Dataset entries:
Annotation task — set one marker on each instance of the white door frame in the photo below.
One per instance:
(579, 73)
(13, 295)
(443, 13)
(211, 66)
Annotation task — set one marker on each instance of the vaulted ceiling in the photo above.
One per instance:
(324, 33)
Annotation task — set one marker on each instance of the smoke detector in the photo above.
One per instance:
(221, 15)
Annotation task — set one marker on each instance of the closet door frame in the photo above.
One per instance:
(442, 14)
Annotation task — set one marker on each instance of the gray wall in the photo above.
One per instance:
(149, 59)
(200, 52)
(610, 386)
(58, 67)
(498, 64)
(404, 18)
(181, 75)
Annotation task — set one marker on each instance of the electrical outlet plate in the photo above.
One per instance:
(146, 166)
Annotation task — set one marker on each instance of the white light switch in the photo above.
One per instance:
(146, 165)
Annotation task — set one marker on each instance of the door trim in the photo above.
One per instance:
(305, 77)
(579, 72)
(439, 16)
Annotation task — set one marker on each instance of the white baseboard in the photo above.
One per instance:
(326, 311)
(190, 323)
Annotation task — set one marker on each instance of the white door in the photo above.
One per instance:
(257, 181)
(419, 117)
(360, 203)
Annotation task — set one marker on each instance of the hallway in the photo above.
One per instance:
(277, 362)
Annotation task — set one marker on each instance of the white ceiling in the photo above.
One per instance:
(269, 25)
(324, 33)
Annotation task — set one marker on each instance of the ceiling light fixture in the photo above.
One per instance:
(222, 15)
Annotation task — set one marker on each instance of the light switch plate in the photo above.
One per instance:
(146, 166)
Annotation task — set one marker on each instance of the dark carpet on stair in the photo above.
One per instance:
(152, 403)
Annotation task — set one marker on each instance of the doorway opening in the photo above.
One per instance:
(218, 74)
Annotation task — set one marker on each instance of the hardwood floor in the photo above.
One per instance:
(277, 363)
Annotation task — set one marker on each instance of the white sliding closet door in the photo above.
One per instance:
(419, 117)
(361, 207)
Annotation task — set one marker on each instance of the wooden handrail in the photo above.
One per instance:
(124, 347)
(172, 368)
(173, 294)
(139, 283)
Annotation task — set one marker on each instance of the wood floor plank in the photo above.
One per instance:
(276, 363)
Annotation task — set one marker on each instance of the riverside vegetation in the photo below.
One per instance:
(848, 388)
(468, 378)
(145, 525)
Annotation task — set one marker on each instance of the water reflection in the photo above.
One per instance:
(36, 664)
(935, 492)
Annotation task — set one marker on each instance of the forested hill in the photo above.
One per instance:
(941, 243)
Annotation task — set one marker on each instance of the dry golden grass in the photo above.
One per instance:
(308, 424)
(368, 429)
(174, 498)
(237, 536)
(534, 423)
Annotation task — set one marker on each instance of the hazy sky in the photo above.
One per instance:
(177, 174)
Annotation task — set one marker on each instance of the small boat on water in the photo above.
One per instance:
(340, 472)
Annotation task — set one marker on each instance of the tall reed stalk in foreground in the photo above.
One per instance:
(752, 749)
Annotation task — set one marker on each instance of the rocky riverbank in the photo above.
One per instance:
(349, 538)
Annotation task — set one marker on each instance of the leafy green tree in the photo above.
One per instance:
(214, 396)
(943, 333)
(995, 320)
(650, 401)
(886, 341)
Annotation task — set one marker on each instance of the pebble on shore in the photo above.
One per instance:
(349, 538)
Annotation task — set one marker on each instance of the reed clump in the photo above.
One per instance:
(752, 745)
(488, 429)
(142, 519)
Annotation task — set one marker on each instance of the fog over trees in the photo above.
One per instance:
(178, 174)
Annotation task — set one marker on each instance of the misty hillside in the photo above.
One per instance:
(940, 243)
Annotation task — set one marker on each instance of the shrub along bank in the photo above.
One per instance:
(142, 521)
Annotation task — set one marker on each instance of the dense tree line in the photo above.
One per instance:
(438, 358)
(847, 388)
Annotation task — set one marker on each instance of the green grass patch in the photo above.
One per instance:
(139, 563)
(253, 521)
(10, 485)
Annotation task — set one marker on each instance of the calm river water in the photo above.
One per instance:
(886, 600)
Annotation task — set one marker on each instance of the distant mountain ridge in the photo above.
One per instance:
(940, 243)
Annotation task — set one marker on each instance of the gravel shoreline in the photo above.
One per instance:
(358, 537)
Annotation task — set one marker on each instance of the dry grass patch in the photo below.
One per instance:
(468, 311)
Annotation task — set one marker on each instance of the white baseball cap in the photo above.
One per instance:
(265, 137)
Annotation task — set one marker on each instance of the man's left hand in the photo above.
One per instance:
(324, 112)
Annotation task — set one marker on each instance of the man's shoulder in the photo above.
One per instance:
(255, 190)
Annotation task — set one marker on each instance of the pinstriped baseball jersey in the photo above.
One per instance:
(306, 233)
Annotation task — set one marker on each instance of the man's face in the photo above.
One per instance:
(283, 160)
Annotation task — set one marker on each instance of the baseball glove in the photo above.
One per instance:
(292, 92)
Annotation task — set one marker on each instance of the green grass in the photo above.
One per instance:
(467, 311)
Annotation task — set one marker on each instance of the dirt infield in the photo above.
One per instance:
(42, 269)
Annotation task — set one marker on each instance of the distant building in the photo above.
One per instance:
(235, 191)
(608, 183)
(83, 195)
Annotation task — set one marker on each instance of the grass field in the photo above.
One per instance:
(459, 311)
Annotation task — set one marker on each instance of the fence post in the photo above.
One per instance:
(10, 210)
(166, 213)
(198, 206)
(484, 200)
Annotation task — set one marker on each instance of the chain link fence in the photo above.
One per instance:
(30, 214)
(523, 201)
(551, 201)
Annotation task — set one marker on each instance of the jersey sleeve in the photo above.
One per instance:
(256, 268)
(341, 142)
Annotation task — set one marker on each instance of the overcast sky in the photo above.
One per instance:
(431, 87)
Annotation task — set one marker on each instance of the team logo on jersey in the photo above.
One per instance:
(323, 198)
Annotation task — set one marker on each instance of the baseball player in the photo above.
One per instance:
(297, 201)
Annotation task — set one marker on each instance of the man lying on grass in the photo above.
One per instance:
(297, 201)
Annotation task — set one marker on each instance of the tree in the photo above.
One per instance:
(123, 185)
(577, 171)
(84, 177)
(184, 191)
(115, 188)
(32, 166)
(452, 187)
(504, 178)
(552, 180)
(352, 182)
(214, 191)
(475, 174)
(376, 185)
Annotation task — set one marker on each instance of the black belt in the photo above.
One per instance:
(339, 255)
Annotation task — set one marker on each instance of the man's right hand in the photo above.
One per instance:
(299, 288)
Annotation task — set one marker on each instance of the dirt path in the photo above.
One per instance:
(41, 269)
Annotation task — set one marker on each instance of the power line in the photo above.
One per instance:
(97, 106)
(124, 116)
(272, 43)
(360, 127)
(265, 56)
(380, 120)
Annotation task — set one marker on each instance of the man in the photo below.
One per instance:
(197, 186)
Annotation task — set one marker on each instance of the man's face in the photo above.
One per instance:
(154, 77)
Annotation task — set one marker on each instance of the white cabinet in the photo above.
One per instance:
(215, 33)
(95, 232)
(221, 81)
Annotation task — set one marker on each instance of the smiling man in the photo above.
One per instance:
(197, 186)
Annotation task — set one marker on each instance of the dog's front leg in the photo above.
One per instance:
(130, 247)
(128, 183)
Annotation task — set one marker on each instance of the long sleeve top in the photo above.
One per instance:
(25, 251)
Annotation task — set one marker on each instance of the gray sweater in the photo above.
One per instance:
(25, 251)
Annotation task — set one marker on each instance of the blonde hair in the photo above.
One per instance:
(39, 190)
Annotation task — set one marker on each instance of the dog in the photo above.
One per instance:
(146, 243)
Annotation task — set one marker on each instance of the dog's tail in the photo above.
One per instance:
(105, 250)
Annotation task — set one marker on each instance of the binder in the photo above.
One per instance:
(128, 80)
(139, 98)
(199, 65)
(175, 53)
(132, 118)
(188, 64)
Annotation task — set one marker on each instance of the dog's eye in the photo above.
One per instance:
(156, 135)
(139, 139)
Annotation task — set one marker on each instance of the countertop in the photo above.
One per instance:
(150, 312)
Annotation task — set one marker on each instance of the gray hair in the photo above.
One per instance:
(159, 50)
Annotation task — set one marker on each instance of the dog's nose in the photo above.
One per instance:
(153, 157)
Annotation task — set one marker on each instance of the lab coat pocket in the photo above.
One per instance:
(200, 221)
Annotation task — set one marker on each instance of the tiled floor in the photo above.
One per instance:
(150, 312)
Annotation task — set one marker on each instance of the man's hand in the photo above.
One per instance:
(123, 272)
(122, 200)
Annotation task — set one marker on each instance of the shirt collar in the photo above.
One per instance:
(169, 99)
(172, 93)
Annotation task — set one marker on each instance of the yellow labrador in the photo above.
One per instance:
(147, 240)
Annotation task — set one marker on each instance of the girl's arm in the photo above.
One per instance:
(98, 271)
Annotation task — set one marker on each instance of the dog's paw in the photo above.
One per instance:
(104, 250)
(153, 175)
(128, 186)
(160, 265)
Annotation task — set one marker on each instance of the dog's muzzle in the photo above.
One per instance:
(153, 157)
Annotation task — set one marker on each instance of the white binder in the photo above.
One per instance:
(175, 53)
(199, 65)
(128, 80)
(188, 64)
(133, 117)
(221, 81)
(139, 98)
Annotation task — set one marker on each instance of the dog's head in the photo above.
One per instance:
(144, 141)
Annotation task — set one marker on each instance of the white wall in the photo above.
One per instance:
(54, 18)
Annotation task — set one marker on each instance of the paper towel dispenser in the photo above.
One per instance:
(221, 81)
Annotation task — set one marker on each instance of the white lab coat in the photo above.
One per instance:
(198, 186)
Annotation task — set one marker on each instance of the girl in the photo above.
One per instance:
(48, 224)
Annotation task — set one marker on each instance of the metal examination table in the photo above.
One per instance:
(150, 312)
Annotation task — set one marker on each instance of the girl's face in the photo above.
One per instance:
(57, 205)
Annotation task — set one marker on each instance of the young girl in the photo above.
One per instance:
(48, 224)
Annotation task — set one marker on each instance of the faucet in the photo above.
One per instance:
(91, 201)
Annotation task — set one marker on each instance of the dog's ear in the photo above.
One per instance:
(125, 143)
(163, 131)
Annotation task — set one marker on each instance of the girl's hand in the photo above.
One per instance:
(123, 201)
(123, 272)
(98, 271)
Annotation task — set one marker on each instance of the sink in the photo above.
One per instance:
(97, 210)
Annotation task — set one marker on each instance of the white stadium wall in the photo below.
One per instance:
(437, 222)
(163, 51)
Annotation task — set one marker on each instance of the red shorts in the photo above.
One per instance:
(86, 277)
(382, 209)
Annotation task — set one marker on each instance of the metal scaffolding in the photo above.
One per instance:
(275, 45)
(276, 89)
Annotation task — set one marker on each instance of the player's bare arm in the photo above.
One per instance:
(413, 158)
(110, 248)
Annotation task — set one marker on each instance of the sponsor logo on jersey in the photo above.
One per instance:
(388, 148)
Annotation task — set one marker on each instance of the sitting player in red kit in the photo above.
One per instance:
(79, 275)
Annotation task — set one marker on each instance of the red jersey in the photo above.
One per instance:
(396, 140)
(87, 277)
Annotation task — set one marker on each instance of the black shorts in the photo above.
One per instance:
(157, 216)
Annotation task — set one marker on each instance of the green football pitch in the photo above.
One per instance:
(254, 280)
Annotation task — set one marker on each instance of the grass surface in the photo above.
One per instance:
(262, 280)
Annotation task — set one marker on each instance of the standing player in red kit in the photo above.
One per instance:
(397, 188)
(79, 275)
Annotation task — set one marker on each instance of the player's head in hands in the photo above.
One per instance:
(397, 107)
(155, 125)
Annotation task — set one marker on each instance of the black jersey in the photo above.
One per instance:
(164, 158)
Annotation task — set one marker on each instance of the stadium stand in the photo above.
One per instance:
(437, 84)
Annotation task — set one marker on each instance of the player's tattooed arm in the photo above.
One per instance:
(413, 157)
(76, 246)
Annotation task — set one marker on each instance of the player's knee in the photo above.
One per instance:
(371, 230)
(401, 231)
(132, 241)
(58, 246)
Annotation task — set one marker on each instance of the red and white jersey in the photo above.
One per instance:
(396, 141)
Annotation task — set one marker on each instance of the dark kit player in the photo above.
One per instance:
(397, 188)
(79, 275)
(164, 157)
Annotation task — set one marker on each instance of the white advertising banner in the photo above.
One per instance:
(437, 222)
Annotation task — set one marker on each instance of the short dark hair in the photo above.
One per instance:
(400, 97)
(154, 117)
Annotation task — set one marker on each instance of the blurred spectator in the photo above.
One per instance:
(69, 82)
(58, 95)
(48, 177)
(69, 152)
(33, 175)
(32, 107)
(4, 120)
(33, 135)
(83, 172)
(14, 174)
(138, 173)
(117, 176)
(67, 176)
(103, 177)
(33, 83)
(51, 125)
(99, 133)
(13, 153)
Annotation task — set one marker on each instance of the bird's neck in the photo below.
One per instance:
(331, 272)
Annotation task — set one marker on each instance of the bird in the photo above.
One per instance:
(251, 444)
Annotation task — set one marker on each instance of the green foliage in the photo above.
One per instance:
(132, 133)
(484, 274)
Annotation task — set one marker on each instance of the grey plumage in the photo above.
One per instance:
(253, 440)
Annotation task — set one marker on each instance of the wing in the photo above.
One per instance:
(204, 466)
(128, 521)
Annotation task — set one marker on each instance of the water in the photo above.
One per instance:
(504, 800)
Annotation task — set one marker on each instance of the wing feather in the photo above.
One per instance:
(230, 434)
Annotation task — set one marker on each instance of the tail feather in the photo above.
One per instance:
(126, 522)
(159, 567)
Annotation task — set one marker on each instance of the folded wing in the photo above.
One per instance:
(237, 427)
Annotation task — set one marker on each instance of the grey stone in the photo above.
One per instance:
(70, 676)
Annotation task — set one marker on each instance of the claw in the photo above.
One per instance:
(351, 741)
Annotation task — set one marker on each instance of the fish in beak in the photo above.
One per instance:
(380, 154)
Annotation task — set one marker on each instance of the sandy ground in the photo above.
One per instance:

Task to complete:
All that is wanted is an exact copy of the lines above from the one with "cap in the photo above." through the one with "shoulder in the photo above.", with both ends included.

Exercise solution:
Annotation task — set one marker on each instance of the white baseball cap in the photo above.
One per instance:
(265, 137)
Annotation task — set one marker on each instance of the man's left hand in the photo above.
One per instance:
(324, 112)
Annotation task — set one marker on each instance of the man's shoulder in the photo above.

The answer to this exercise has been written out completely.